◆ **Given passage**:
++++++++++
Agia Paraskevi (Αγία Παρασκευή, also: Σφέτκα Πέτκα – Sfetka Petka; Bulgarian and Света Петка, Sveta Petka) is a village in the Florina regional unit, Western Macedonia, Greece. The village is a flat agricultural village at an elevation of 612 m. Agia Paraskevi is neighboured by Dragoš (North Macedonia), Ethnikon, Parori, Kato Kleines, Polyplatanos and Niki.

The church of St. Paraskevi is located in the village. The modern Greek name of the village is derived from the church.

The village was recorded in an Ottoman document from the 15th century. In statistics gathered by Vasil Kanchov in 1900, Sveta Petka was populated by 550 Christian Bulgarians. The population was 550 in 1912. Land expropriations and resettlement of Greek refugees in the area by the Greek government made several villagers in 1925 petition the Yugoslav consul in Thessaloniki for recognition as "Serbs" to safeguard their rights. In the Second World War, Yugoslav partisans highlighted Slavic Macedonian issues about rights among villagers and recruited komitadjis in Agia Paraskevi for a new armed unit called the Macedonian Regiment of Kastoria and Florina.
++++++++++
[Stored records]
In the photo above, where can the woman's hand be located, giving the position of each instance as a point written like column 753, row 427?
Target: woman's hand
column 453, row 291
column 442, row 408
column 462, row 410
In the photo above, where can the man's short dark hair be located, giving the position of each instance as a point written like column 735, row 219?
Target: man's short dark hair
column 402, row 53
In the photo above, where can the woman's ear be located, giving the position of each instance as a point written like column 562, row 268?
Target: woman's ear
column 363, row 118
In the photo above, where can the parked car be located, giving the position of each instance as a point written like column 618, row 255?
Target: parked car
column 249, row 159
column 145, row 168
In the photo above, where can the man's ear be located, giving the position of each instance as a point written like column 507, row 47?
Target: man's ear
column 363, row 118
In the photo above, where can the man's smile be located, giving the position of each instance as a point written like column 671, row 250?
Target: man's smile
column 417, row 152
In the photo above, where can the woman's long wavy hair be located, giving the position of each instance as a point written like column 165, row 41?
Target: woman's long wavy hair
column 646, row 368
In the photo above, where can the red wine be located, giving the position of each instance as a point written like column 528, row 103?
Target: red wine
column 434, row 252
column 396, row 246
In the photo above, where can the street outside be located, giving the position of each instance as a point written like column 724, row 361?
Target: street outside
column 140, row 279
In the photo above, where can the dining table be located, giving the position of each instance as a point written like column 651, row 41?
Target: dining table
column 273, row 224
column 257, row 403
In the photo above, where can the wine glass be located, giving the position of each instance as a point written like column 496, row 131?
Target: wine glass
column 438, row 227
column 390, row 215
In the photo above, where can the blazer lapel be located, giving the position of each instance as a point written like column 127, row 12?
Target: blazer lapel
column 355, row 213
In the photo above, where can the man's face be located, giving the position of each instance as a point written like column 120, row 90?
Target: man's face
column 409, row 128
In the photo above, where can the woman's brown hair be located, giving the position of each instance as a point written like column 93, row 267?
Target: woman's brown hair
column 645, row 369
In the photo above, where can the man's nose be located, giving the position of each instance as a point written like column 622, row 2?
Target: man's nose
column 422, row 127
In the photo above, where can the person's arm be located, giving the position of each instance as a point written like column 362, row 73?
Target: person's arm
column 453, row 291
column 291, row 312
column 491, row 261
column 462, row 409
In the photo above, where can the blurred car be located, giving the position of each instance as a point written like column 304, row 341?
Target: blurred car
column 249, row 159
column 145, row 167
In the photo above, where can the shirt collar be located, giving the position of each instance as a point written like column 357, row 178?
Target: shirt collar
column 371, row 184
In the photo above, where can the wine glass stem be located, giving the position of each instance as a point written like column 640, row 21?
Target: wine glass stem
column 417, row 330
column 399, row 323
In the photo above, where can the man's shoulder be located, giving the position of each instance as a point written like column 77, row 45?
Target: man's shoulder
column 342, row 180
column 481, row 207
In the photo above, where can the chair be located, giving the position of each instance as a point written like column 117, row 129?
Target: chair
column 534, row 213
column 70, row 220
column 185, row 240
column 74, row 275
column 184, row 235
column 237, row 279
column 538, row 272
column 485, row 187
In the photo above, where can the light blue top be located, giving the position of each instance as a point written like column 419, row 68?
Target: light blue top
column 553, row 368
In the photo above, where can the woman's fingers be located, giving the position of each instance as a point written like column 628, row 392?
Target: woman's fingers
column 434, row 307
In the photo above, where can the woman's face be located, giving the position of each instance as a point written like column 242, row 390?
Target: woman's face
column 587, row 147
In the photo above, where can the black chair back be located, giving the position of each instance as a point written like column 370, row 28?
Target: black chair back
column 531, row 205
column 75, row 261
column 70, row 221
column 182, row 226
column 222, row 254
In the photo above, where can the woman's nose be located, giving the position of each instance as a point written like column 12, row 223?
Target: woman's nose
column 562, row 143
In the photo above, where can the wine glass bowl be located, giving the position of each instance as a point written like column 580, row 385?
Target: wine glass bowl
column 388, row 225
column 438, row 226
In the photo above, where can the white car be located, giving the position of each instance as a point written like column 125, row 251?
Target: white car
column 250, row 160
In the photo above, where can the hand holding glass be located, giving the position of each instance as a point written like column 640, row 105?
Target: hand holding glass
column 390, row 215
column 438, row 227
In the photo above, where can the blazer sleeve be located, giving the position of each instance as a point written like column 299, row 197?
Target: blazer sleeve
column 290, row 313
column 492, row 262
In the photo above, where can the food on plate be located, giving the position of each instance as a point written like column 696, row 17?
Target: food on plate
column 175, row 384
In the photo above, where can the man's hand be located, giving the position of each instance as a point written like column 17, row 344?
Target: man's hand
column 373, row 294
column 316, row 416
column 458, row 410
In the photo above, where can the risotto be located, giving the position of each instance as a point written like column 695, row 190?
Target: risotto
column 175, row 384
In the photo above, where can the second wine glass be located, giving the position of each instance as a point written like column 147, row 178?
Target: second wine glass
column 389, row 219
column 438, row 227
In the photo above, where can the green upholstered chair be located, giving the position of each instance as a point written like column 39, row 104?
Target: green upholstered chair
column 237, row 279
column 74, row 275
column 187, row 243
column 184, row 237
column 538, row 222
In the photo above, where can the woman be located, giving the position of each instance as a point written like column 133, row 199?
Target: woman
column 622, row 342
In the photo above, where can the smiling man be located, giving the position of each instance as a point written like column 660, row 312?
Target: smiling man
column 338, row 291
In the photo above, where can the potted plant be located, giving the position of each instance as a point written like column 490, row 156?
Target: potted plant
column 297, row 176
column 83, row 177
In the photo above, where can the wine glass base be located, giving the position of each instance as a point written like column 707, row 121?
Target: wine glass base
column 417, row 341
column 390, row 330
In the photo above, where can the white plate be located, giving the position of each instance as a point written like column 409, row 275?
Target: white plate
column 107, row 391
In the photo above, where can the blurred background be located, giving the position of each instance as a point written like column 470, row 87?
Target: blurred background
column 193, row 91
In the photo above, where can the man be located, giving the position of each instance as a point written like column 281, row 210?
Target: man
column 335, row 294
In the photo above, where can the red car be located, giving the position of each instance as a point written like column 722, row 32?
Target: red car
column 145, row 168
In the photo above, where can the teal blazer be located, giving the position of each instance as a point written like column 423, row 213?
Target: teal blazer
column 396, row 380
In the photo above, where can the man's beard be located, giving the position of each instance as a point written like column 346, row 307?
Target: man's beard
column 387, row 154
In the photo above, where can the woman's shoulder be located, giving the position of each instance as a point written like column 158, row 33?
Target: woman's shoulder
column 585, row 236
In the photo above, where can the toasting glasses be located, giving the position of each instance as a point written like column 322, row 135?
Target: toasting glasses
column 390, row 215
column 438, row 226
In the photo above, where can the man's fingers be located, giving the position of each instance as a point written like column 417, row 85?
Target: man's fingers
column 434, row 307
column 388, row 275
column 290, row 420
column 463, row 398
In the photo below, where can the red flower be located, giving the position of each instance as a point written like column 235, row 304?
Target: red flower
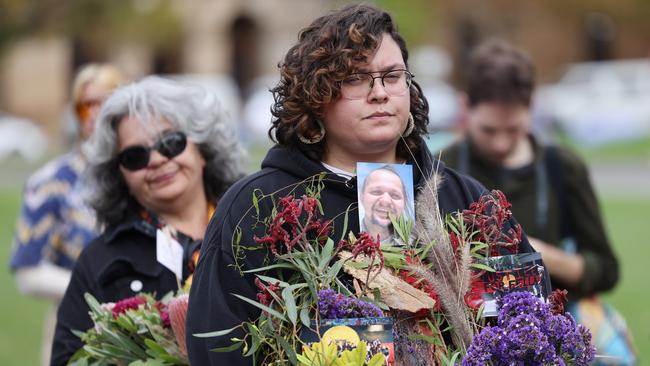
column 295, row 222
column 420, row 283
column 488, row 217
column 369, row 246
column 473, row 298
column 132, row 303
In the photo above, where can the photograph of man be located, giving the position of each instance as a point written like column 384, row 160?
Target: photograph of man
column 384, row 190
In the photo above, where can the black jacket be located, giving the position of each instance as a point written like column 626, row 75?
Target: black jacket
column 117, row 265
column 211, row 305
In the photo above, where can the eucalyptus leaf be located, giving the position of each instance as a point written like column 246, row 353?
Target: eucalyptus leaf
column 290, row 305
column 217, row 333
column 230, row 348
column 262, row 307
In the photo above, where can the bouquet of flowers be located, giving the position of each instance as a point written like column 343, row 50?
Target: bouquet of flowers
column 358, row 302
column 530, row 332
column 136, row 331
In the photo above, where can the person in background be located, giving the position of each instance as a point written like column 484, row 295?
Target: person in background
column 346, row 95
column 161, row 157
column 548, row 186
column 55, row 224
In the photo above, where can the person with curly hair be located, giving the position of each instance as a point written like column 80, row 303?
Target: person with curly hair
column 160, row 158
column 345, row 95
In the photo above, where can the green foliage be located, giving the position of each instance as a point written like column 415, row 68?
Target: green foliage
column 134, row 336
++++++++++
◆ **Your assignment**:
Extend the passage on the village of Agia Paraskevi in Florina, picking up after its final sentence.

◆ **Answer to this task**:
Agia Paraskevi had 231 inhabitants in 1981. In fieldwork done by anthropologist Riki Van Boeschoten in late 1993, Agia Paraskevi was populated by Slavophones. The Macedonian language was spoken by people over 60, mainly in private.

Villagers from Agia Paraskevi reside in Melbourne, Australia. The diaspora calls its community association "Saint Pat" for official uses instead of favouring either the Greek or Macedonian form of the village name to maintain communal cohesion and keep politics out. The variety of the Macedonian language spoken by post World War Two immigrants from Agia Paraskevi in Australia is a sub–dialect of the wider Macedonian dialect spoken in the Florina area.